— RECORDS —
|---|

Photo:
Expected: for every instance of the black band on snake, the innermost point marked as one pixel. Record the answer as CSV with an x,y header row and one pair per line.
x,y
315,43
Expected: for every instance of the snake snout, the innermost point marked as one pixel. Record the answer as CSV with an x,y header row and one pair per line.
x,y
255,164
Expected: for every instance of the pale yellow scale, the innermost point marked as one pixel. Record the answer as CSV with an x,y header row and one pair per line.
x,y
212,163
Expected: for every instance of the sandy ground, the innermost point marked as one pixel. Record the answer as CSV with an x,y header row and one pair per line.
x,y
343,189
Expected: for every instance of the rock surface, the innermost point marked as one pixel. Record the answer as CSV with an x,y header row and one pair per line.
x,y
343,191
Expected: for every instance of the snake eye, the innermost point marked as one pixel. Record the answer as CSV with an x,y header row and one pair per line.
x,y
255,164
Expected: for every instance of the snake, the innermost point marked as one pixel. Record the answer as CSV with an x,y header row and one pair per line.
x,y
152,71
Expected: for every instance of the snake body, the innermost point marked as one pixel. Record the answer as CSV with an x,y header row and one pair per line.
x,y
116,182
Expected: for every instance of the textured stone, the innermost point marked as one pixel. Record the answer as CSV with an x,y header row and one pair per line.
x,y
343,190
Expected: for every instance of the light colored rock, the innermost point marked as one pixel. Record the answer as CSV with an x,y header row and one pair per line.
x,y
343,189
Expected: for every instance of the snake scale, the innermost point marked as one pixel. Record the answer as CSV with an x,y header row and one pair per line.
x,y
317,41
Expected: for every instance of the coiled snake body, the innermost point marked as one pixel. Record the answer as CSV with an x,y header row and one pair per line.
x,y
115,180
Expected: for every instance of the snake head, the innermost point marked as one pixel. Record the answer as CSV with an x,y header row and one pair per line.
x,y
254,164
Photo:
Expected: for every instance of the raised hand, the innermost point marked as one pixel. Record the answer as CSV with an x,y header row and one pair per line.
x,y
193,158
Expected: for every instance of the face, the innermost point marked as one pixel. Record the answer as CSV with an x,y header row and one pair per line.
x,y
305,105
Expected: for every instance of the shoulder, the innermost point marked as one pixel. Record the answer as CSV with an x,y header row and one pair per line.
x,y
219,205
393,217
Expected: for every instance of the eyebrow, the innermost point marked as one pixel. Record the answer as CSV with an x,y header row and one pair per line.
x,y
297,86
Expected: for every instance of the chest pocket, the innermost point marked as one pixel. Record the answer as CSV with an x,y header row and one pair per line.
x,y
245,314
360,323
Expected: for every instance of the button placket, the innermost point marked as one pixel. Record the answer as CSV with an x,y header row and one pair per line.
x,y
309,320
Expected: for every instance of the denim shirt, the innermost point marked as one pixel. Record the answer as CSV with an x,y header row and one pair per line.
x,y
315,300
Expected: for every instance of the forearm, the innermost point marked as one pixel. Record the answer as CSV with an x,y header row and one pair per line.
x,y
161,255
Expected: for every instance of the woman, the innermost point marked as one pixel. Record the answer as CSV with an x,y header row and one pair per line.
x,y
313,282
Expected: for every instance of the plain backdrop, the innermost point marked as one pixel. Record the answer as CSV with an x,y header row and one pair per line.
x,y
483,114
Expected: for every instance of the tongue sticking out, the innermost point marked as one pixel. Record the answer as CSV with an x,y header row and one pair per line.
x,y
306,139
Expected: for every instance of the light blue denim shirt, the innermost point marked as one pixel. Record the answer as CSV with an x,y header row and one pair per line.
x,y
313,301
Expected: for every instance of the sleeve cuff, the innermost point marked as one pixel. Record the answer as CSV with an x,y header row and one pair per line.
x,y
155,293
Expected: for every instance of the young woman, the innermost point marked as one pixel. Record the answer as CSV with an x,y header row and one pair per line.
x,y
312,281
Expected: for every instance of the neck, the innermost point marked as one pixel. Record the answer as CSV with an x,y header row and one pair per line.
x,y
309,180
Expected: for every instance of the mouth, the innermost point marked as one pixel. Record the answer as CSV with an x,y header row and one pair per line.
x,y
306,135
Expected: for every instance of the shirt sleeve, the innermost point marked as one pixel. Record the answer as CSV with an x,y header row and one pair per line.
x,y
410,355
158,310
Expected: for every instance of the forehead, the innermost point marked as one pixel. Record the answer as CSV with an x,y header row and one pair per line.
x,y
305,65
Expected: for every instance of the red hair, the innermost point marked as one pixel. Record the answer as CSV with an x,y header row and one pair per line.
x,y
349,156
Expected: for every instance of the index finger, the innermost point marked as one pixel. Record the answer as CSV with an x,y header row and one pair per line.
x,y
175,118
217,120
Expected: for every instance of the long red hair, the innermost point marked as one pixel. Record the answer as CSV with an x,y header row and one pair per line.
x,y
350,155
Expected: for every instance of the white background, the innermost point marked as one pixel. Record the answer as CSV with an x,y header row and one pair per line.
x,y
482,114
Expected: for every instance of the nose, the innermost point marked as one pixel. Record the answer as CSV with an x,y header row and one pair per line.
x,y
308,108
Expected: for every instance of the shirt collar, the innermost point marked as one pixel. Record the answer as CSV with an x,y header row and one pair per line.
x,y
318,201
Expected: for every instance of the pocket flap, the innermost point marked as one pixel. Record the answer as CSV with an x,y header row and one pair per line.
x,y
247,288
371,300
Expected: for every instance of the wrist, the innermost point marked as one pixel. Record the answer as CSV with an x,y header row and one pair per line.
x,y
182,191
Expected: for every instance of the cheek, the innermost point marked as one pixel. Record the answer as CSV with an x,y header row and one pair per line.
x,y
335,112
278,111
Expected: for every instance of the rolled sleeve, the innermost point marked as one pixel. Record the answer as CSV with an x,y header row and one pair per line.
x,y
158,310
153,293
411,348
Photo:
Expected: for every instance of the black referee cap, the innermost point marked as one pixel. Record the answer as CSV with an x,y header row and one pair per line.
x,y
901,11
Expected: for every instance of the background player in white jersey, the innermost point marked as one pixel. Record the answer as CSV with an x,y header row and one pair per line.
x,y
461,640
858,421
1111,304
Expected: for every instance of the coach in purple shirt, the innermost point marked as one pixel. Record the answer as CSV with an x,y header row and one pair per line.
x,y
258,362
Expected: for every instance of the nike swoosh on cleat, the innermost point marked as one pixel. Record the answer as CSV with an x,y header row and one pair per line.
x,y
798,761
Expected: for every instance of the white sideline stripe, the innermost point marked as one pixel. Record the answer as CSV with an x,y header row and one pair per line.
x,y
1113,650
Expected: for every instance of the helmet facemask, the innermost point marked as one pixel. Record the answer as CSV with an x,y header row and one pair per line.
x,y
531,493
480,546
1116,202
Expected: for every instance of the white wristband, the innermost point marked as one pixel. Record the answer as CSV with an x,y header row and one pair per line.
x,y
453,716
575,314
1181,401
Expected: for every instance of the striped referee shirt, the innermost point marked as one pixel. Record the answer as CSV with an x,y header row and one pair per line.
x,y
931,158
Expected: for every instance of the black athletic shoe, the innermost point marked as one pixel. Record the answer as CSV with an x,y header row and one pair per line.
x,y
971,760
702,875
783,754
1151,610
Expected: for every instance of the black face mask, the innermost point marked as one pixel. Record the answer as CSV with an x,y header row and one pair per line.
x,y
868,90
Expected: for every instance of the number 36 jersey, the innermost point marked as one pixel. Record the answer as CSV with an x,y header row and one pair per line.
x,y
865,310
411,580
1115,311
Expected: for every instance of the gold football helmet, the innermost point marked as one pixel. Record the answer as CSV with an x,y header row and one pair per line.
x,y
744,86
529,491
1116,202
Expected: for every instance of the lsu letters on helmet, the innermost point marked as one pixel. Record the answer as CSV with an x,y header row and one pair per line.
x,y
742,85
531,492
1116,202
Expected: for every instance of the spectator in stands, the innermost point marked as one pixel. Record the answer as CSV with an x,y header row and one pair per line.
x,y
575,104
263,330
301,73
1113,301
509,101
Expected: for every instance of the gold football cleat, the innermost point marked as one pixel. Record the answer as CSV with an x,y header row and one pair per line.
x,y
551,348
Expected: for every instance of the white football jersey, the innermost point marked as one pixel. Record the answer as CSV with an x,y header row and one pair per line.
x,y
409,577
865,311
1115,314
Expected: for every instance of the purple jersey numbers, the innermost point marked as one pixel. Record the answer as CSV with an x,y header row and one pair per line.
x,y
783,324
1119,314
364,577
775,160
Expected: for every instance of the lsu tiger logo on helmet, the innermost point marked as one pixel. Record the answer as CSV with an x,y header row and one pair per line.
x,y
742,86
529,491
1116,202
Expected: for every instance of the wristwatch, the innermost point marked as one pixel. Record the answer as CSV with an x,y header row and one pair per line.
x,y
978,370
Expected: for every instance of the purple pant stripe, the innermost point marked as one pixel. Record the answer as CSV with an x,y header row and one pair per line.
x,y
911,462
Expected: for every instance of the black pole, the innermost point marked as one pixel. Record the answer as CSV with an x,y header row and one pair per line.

|---|

— PROMPT —
Reproduce nothing but the lines from the line containing "Expected: for every instance of the gold football cleat, the" to the last line of the data, each exactly as written.

— RESULT OF THIS TASK —
Expected: for every instance of the gold football cleat, the innermost point marked as one pixel. Record the answer as CSV with an x,y header row and one pair per line.
x,y
551,348
Expected: for every instance of the white football jersey, the innermost point marked as one pixel. Record the answer as CSV with an x,y header row and one pair per line.
x,y
409,577
865,311
1115,314
Expected: for every instance of the purple jersey numbers, the innermost point marked as one pixel. Record the answer as CSV with an x,y header row and one pair per line.
x,y
783,324
1119,314
364,577
775,160
Expected: for every instance of the lsu tiger logo on helmet, the innermost point marked as one pixel. Record the answer as CSV with an x,y header row and one pair per line.
x,y
742,86
529,491
1116,202
Expected: for every instance of the wristwatch, the innermost point marked as one pixel. Record the answer as CSV with an x,y header row and one pair per line.
x,y
978,370
Expected: for every instance of the purple pant stripe, the innermost point marked as one pixel. Record the answer as CSV with an x,y header row and one pair per line.
x,y
911,462
Expected: for every instance of the black pole, the innermost point marked as one pixel. Record the answer as CSV with an x,y header row and one pair per line.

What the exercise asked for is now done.